**TASK**:
Recast the records from the line containing "Where can you see the mountain range" through the end of the records as a numbered list, with any blank lines omitted.
%%
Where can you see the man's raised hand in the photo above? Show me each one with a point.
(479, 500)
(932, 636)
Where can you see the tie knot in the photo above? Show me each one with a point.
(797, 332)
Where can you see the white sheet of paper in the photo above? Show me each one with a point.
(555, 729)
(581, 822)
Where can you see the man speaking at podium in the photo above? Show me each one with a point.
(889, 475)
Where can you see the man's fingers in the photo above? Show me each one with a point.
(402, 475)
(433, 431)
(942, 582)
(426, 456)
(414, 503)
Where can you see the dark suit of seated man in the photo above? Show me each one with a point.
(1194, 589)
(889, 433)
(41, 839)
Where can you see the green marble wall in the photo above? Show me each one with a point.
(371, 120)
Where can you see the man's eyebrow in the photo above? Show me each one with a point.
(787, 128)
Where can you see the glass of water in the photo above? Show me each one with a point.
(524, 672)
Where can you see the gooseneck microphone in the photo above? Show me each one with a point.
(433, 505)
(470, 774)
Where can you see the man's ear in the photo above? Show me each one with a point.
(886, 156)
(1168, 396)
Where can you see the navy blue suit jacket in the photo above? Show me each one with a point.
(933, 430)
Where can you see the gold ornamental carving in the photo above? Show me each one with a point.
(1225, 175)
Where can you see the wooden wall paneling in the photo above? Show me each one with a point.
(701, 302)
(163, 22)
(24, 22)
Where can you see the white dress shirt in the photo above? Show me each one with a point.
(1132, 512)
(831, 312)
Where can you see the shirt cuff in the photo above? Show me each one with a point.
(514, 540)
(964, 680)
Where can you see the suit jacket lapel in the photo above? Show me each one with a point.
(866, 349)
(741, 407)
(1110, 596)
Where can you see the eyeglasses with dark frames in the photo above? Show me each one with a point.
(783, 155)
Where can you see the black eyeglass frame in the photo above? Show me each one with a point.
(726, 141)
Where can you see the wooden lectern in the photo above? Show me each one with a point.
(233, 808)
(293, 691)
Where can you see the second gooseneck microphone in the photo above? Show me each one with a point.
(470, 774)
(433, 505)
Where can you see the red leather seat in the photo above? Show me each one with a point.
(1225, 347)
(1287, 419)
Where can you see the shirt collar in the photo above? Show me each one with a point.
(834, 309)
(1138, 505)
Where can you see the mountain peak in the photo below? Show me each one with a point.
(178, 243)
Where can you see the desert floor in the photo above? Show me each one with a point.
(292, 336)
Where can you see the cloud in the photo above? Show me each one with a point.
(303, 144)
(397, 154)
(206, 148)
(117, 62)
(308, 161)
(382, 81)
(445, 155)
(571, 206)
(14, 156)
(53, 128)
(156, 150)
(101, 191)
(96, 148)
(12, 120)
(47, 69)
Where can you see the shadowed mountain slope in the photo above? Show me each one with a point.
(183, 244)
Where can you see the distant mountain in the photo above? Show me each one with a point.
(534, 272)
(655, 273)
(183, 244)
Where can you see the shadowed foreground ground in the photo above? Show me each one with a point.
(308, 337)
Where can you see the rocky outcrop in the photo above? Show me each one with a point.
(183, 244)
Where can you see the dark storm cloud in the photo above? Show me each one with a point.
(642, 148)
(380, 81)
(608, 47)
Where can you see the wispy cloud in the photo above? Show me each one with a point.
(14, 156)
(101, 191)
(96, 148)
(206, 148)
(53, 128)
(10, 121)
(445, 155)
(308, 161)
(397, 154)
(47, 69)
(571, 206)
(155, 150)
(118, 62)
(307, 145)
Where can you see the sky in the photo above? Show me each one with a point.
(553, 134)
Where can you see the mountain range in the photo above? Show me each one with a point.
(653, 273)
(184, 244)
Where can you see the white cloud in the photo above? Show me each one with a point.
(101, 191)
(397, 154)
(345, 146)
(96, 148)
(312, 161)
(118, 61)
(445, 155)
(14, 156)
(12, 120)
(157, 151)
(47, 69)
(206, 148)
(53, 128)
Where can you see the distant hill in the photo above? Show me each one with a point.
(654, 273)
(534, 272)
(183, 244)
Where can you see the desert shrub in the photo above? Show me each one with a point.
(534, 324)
%%
**SOLUTION TO THIS PROBLEM**:
1. Where can you see the mountain range in the photo above? Show me each one with a point.
2. (653, 273)
3. (184, 244)
4. Where can you see the white cloud in the photo above? Show me each one with a point.
5. (101, 191)
6. (397, 154)
7. (345, 146)
8. (96, 148)
9. (312, 161)
10. (118, 61)
11. (445, 155)
12. (14, 156)
13. (12, 120)
14. (157, 151)
15. (47, 69)
16. (206, 148)
17. (53, 128)
18. Where can you see the distant hill in the photo above? Show me each one with a point.
19. (654, 273)
20. (534, 272)
21. (183, 244)
22. Where can you see the desert shrub in the photo above? Show me each one with a point.
23. (534, 324)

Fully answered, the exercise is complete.